* **TO BE DONE**:
Tally the lines in the items below that contain the string "drawer" with matching case, and reply with the number alone.

****************************************

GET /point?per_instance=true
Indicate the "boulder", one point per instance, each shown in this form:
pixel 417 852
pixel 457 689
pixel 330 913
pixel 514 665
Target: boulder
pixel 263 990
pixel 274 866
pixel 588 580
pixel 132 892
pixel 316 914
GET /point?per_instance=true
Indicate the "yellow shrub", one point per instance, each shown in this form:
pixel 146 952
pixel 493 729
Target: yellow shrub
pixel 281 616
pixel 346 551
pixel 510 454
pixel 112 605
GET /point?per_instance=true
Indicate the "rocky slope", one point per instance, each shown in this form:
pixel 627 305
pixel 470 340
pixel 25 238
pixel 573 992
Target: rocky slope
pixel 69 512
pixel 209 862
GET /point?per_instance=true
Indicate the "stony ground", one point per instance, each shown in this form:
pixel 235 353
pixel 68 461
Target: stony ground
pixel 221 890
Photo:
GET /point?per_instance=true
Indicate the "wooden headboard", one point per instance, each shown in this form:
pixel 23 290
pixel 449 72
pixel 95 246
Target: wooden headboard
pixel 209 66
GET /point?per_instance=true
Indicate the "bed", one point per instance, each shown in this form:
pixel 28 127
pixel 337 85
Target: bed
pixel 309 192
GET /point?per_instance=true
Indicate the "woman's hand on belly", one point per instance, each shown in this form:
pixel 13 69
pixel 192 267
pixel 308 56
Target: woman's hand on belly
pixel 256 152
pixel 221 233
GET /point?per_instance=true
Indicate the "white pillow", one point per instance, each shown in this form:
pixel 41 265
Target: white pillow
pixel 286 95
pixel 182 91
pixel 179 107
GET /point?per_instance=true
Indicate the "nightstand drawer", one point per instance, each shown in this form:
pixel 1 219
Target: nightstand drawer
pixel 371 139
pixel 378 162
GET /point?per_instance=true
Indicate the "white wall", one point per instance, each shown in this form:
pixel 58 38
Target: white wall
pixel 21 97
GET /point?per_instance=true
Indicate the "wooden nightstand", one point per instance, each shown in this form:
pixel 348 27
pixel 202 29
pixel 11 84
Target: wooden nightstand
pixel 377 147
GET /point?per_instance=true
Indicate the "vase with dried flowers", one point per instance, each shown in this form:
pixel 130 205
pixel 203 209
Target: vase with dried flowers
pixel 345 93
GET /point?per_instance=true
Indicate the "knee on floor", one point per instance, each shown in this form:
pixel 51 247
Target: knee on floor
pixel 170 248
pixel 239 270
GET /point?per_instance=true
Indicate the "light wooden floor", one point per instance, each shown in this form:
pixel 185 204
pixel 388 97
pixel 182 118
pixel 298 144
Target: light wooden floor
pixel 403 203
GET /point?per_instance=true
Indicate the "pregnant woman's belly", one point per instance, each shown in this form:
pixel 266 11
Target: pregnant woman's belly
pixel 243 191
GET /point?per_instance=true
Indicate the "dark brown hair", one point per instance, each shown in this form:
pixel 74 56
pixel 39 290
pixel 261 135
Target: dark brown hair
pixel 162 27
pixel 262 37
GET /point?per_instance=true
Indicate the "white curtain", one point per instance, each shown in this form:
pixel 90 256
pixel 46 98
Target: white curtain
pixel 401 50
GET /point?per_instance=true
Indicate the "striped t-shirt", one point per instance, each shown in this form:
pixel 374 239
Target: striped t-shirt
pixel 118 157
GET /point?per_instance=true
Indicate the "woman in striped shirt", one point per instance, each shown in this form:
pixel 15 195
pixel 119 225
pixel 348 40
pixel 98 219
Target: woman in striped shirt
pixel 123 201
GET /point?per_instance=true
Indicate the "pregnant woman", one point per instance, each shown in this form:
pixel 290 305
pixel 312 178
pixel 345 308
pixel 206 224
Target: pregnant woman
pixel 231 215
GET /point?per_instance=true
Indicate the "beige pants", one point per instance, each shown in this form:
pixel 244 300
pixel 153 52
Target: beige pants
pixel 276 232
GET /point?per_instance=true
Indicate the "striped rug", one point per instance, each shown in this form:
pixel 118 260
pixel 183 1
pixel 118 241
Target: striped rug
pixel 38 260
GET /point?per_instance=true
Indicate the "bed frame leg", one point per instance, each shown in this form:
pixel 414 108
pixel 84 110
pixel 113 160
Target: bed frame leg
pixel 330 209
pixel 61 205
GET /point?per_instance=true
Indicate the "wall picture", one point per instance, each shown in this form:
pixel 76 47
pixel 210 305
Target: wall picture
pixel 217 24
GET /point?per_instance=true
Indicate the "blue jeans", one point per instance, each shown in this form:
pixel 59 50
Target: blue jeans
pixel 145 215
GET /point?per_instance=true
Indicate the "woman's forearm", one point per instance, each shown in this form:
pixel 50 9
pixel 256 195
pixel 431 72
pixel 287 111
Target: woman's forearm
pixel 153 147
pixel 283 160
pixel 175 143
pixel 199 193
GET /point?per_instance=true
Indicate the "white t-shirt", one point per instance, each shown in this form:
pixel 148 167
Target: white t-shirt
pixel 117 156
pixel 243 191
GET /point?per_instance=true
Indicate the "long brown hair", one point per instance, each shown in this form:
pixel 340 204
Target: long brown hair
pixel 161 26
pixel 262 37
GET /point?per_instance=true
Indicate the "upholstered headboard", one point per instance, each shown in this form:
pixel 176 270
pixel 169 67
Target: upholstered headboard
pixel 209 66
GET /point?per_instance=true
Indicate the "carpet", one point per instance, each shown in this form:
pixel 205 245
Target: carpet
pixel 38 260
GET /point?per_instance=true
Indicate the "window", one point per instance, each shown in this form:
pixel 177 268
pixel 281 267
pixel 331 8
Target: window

****************************************

* **TASK RESPONSE**:
2